CA Versailles, ch. civ. 1-6, 7 mai 2025, n° 24/00489
VERSAILLES
Arrêt
Infirmation
PARTIES
Demandeur :
La Caisse régionale du Crédit Agricole Mutuel de Paris et d'Île-de-France (Sté)
COMPOSITION DE LA JURIDICTION
Président :
Mme Pages
Conseillers :
Mme Michon, Mme Nerot
Avocats :
Me Arena, Me Planchon, Me Gosset, Me Coulon, Me Bernard-Dussaux
EXPOSÉ DU LITIGE
Exposant qu'il est titulaire d'un compte bancaire dans les livres de la Caisse Régionale de Crédit Agricole Mutuel Paris Ile-de-France (ci-après : le Crédit Agricole), monsieur [U] [M] relate qu'à la suite d'un démarchage téléphonique, en janvier 2020, par des personnes se présentant comme courtiers d'une société AGF Placement lui proposant de faire fructifier son épargne par des placements sur une plateforme de courtage www.agf-placement.com , il a investi ses économies en procédant à sept virements depuis ledit compte entre le 16 janvier et le 19 mars 2020, pour un montant total de 65.000 euros, au profit de comptes ouverts dans des banques portugaises.
Plus précisément :
le 16 janvier 2020 : 3.000 euros, banque destinataire : Novo Banco SA, titulaire du compte : AGF Benefit Tendency,
le 17 janvier 2020 : 2.000 euros, banque destinataire : Novo Banco SA, titulaire du compte : AGF Benefit Tendency,
le 27 janvier 2020 : 2.500 euros, banque destinataire : Novo Banco SA, titulaire du compte : AGF Benefit Tendency,
le 28 janvier 2020 : 2.500 euros, banque destinataire : Novo Banco SA, titulaire du compte : AGF Benefit Tendency,
le 03 mars 2020 : 15.000 euros, banque destinataire : Banco Comercial Portuguès, titulaire du compte : AGF-Zebra Zelosa,
le 06 mars 2020 : 25.000 euros, banque destinataire : Banco Comercial Portuguès, titulaire du compte : AGF-Zebra Zelosa,
le 19 mars 2020 : 15.000 euros, banque destinataire : Banco Comercial Portuguès, titulaire du compte : AGF-Zebra Zelosa.

**Matériel**

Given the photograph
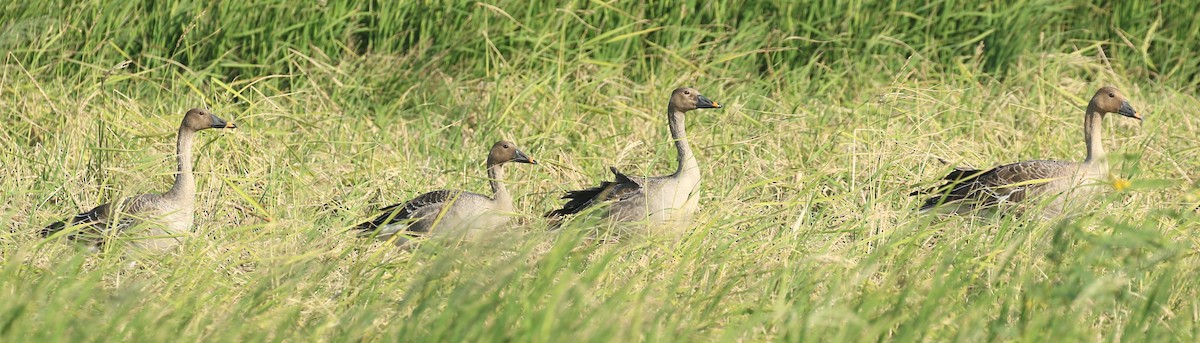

**Consignes**
- 1) Répondez à ces questions d'après l'extrait de page :
(a) Qui préside la juridiction ?
(b) Quel est le montant total des virements effectués entre le 16 janvier et le 19 mars 2020 ?
(c) À quelle date a eu lieu le virement de 25.000 euros ?
- 2) Relevez tous les avocats nommés dans l'extrait de page.

**Réponses dans l'ordre**
- 1)
(a) Mme Pages
(b) 65.000 euros
(c) Le 06 mars 2020

- 2) Me Arena, Me Planchon, Me Gosset, Me Coulon, Me Bernard-Dussaux